(Object position labeling entries)
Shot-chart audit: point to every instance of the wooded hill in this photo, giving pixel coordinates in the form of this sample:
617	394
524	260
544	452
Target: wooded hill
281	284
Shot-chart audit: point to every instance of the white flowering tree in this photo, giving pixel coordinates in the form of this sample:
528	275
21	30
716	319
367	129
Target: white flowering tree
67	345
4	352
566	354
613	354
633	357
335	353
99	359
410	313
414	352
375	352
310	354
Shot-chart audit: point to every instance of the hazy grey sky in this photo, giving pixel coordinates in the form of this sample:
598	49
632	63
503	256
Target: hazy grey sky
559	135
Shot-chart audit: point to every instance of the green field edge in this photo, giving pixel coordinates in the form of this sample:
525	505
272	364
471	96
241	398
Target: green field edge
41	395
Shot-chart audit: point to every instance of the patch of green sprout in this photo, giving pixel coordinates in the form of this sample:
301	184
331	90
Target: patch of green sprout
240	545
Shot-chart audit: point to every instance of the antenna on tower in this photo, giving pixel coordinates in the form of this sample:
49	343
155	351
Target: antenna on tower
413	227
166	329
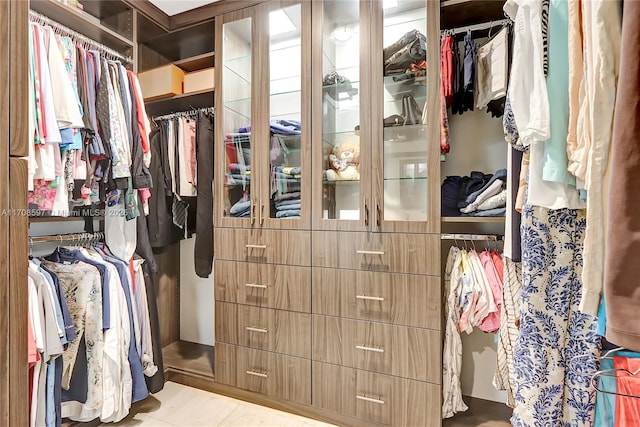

Given task:
Rewrite everything from the line containing "Shot-chart audit: point to every instance of the antenna" down to the end of the records, swapping "antenna on tower" for "mast antenna" and changing nothing else. Leave the pictures out of your answer.

Reply:
Shot-chart audit: point to every instance of the mast antenna in this photo, giving pixel coordinates in the form of this sample:
49	343
155	351
Target: mast antenna
413	227
166	329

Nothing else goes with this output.